§ **Problem requirements**:
Copy the material from the line with "Ground foliage in" to the line with "Ground tree in", both included. Multiply every bounding-box coordinate by 0.75 and round to whole numbers, halves up, keeping all other numbers as they are and leaving out the pictures.

§ **Exercise input**:

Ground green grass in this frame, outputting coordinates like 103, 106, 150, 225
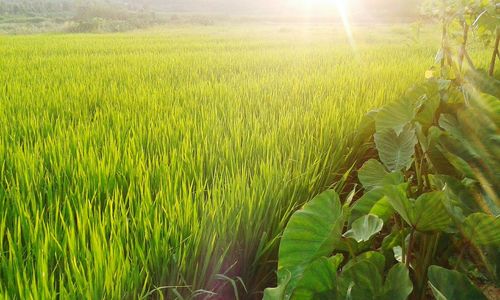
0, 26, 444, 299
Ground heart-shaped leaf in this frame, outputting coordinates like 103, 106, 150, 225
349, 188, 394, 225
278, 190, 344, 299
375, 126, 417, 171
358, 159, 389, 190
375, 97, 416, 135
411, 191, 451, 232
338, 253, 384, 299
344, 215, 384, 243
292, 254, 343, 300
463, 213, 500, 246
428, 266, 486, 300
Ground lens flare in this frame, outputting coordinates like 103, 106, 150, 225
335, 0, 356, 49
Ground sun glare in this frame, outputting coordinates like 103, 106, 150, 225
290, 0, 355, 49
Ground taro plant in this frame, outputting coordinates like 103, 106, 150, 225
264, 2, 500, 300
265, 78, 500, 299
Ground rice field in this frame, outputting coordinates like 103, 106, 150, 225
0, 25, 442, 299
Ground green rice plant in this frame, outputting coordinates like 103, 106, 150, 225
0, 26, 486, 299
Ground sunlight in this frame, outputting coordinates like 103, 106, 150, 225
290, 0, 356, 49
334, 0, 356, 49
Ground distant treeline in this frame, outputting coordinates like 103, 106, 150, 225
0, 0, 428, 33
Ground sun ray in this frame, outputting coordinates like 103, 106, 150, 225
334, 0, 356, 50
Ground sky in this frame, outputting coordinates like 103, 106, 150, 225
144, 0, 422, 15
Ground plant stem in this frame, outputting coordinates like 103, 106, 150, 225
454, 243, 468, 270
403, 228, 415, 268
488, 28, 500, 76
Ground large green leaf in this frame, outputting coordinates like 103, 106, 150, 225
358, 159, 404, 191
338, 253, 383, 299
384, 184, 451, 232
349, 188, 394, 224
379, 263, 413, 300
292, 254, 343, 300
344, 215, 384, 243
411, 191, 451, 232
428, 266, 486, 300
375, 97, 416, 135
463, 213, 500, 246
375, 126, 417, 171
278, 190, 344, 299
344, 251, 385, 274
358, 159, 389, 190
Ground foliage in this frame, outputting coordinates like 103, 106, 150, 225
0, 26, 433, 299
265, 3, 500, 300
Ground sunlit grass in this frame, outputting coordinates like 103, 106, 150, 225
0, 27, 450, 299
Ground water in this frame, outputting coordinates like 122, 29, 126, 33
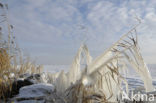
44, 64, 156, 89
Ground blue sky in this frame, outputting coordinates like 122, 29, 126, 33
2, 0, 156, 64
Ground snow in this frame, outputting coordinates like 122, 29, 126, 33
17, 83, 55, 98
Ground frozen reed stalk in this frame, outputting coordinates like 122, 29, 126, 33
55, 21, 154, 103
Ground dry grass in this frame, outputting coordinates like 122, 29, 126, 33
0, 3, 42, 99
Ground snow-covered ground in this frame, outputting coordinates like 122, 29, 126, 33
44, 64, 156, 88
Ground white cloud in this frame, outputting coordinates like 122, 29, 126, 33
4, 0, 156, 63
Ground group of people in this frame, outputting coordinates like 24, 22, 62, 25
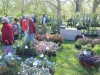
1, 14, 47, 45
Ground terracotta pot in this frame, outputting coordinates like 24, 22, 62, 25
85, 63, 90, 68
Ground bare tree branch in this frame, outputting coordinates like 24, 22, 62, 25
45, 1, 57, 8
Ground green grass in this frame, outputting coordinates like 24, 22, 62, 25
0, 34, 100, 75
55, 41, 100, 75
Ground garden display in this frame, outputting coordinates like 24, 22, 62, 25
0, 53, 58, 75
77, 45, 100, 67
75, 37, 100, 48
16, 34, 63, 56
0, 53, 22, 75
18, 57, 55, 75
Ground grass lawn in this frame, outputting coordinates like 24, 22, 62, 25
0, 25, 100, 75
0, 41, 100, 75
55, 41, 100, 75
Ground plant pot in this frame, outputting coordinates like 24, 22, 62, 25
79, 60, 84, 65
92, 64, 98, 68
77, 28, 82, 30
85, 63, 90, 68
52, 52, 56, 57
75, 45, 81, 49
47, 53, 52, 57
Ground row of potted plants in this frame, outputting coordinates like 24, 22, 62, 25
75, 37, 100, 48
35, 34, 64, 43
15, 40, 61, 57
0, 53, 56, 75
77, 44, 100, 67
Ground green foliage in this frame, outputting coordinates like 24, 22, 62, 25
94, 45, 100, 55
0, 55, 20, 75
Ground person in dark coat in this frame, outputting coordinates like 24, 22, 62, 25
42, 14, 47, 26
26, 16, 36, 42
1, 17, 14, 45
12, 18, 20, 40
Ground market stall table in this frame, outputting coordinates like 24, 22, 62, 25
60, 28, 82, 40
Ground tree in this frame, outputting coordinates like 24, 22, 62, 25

* * *

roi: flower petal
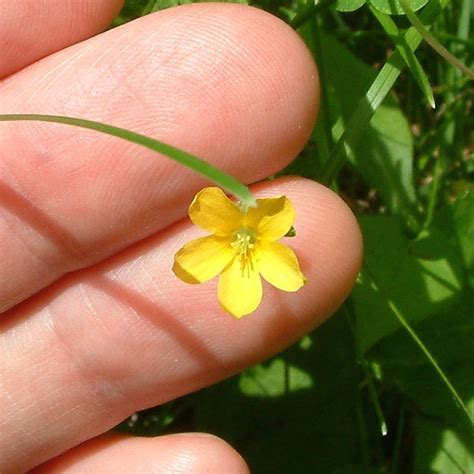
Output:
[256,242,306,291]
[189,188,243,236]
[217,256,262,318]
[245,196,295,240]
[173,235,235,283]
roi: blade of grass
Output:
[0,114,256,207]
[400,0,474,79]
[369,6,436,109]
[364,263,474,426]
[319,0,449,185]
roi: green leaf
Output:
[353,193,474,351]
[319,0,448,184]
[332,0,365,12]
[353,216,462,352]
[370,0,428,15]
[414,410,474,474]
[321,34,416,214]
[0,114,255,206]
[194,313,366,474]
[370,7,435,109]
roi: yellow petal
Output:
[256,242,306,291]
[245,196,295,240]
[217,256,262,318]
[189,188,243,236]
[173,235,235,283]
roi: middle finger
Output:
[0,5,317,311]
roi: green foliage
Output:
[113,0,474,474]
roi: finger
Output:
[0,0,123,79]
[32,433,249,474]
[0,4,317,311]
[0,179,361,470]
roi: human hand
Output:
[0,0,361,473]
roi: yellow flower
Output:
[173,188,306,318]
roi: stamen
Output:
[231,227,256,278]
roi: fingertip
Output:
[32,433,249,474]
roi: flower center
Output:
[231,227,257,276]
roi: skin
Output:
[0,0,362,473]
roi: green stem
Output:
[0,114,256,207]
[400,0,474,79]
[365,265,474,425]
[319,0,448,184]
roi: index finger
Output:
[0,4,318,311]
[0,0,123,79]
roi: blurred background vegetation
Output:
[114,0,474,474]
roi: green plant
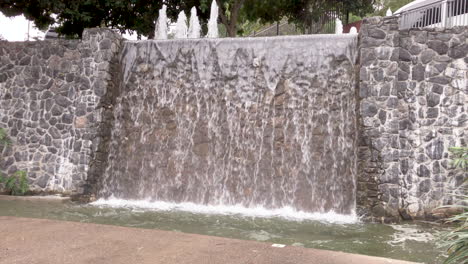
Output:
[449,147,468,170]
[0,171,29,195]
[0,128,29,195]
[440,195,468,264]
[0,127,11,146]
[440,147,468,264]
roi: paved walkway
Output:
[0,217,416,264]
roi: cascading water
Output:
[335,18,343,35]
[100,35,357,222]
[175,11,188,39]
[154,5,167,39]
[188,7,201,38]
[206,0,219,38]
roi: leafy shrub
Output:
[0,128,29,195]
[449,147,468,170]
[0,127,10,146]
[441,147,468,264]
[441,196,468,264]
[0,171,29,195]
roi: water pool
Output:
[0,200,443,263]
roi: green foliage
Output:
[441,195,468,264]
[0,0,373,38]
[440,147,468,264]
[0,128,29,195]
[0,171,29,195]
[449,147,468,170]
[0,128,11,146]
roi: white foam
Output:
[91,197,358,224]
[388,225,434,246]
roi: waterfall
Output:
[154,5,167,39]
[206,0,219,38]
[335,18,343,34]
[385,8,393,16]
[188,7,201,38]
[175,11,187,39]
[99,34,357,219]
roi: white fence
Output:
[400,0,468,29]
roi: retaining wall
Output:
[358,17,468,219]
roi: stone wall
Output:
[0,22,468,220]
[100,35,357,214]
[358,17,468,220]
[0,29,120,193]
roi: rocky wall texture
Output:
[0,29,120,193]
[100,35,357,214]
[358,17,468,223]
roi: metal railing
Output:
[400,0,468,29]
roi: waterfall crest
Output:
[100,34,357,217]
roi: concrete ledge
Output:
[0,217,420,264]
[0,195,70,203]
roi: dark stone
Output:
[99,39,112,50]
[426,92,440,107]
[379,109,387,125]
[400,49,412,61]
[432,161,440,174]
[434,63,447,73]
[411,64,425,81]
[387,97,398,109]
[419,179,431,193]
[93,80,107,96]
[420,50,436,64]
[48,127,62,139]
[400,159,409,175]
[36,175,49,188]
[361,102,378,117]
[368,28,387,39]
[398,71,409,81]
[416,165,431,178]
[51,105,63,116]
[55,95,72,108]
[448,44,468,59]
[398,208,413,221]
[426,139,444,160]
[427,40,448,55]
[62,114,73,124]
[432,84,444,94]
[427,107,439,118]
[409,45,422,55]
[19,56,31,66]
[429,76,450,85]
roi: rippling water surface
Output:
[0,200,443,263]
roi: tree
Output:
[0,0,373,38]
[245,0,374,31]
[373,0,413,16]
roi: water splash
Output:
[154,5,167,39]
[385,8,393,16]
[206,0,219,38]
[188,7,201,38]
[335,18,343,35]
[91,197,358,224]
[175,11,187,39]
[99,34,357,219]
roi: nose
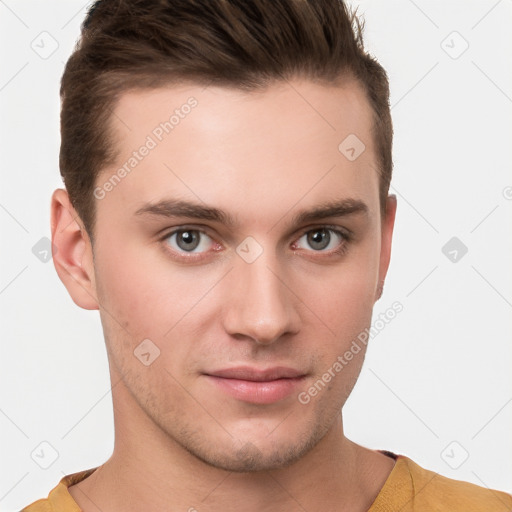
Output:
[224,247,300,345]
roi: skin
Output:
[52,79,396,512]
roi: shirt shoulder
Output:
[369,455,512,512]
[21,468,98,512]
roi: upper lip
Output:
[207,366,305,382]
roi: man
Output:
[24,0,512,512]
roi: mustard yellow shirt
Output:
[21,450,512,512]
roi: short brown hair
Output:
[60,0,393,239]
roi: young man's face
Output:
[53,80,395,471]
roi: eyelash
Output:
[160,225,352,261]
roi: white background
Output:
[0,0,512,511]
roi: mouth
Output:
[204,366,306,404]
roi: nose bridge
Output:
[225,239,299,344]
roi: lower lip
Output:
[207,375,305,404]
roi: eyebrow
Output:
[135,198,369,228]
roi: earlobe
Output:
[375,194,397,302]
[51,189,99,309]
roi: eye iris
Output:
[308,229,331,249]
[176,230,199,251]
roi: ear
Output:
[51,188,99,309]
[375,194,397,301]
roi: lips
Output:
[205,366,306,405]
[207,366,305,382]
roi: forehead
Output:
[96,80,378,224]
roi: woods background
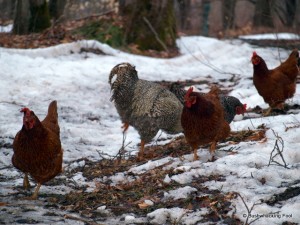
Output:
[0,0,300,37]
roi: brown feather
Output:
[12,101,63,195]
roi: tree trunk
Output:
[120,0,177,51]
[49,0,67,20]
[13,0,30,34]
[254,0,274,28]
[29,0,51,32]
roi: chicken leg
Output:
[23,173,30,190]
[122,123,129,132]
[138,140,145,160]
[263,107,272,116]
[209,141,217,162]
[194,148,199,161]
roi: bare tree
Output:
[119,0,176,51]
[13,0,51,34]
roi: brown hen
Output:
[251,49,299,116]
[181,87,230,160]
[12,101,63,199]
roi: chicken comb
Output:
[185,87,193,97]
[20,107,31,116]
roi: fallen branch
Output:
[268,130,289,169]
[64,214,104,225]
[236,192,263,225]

§ **Reply**:
Ground foliage in this frame, outputting coordinates like 103, 106, 150, 225
0, 20, 325, 224
199, 2, 375, 225
Ground sunlit grass in this frame, outputting coordinates like 103, 106, 150, 225
0, 20, 338, 224
Ground water in this frame, outputting coordinates like 122, 29, 126, 33
33, 48, 117, 67
Ground blue sky in this frame, outputting coordinates like 122, 29, 126, 33
2, 0, 117, 48
Ground snow in this frame, outputting coordinates like 122, 29, 126, 33
13, 62, 41, 74
Ground frozen reed stalk in this frame, outputting coordinates like 122, 29, 126, 33
41, 16, 116, 77
Ground dry grass in this frame, outputting coordinates like 122, 29, 126, 33
0, 2, 32, 74
Ground snow-covered ground in this frame, outputting coordinates like 122, 29, 126, 33
33, 48, 117, 66
Ground white cloud in this frame, outputting coordinates like 122, 29, 126, 33
3, 0, 117, 47
Ground group of people in this frame, outputting coordinates like 24, 22, 62, 25
1, 11, 35, 34
Ground terracotta pot in this frame, outputting coordinates like 24, 22, 62, 25
64, 47, 68, 51
Ground bare tree branch in this frame, outputting coordinates like 24, 22, 62, 25
34, 1, 43, 6
Ground green grass in this frame, outputting coordinates like 24, 22, 62, 25
0, 26, 75, 56
41, 31, 75, 56
Ground garden display in this frame, outputting coordinates like 24, 22, 62, 25
0, 40, 44, 56
58, 34, 75, 50
56, 28, 75, 36
12, 26, 47, 42
0, 40, 17, 56
14, 43, 41, 56
Ground grass lawn in this frame, outputting coordinates like 24, 22, 62, 25
0, 19, 75, 56
0, 31, 75, 56
41, 31, 75, 56
Ground plant pot in this frame, outputting coordinates like 24, 22, 62, 25
59, 45, 63, 49
69, 48, 74, 51
58, 21, 62, 23
64, 47, 68, 51
39, 39, 42, 43
56, 34, 61, 37
35, 40, 39, 43
Ground row of potted plants in this frame, outputting coordinates like 24, 22, 62, 25
56, 28, 75, 36
26, 26, 48, 32
11, 30, 46, 43
0, 40, 42, 56
58, 33, 75, 50
Ground green foliage in this frame, outputting coordinates like 24, 22, 62, 25
71, 34, 75, 41
0, 41, 15, 56
Ground person in dark coat in this frame, outputting coordinates like 24, 22, 62, 25
32, 11, 35, 20
20, 12, 27, 32
1, 13, 11, 34
9, 14, 15, 30
Ground market stall table in this frame, outputting coordinates like 24, 22, 62, 25
45, 21, 62, 30
Ground tree in this frame, outputting coordinates like 24, 22, 62, 25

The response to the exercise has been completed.